**SUPPLIED TEXT:**
— Begin —

Retrofitting Types onto Nix: How Far Static Analysis Can Actually Go

Nix has a tooling problem that sits at an unusual intersection. The language is purely functional, lazily evaluated, and structurally simple enough that the core lambda calculus fits on a whiteboard. Yet writing large Nix configurations without a type checker means passing strings where derivations are expected, misspelling attribute names, and receiving errors at evaluation time that a static checker could have caught seconds after you typed them. The reason a type checker has taken this long to arrive is that Nix, despite its functional nature, contains a handful of idioms that actively defeat static type inference.

A recent project builds both a static type checker and a Language Server Protocol implementation for Nix from scratch, navigating these difficulties in detail. The write-up is worth reading for the implementation specifics. What makes it more interesting is what the project reveals about where the hard walls are, and why they exist where they do.

The Existing Landscape

Two LSPs already exist for Nix. nil, written in Rust, is the community recommendation for most users. It uses a demand-driven incremental analysis graph architecturally similar to rust-analyzer, provides go-to-definition, find-references, rename refactoring, and completion, and starts instantaneously. It has no model of types. It knows where pkgs.git is defined; it cannot tell you that you passed a string where a derivation was expected.

nixd, written in C++, takes the opposite approach: it embeds libnixexpr, the actual Nix evaluator, as a library. When pointed at a nixpkgs path, it evaluates the full tree in the background and uses live evaluation state to answer completion queries. It knows the real attribute names on pkgs because it evaluated pkgs. The cost is an initial evaluation that can take minutes and multiple gigabytes of RAM. It also cannot catch errors in unevaluated code paths; if a function is never called during the warm-up evaluation, its body is invisible to nixd’s analysis.

Neither system produces type errors. The project under discussion occupies a third position: static type inference with error reporting, occupying the space between nil’s structural-but-untyped analysis and nixd’s evaluation-backed-but-slow approach.

— End —

**GIVEN MATERIAL:**
— Begin —

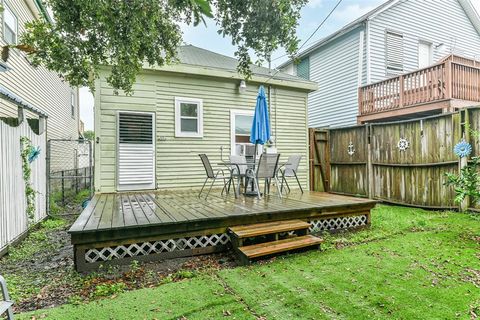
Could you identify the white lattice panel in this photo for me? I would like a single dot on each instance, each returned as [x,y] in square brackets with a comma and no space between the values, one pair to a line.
[146,248]
[338,223]
[170,245]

— End —

**TASKS TO PERFORM:**
A – In the article on type checking for Nix, what language is nixd written in?
B – List every capability that the article on type checking for Nix says nil provides.
C – Repeat the stretch of the article on type checking for Nix from "Two LSPs already" through "derivation was expected.".
The listing has nothing to do with the article on type checking for Nix.

**THE ANSWERS:**
A – C++

B – Go-to-definition, find-references, rename refactoring, completion

C –
Two LSPs already exist for Nix. nil, written in Rust, is the community recommendation for most users. It uses a demand-driven incremental analysis graph architecturally similar to rust-analyzer, provides go-to-definition, find-references, rename refactoring, and completion, and starts instantaneously. It has no model of types. It knows where pkgs.git is defined; it cannot tell you that you passed a string where a derivation was expected.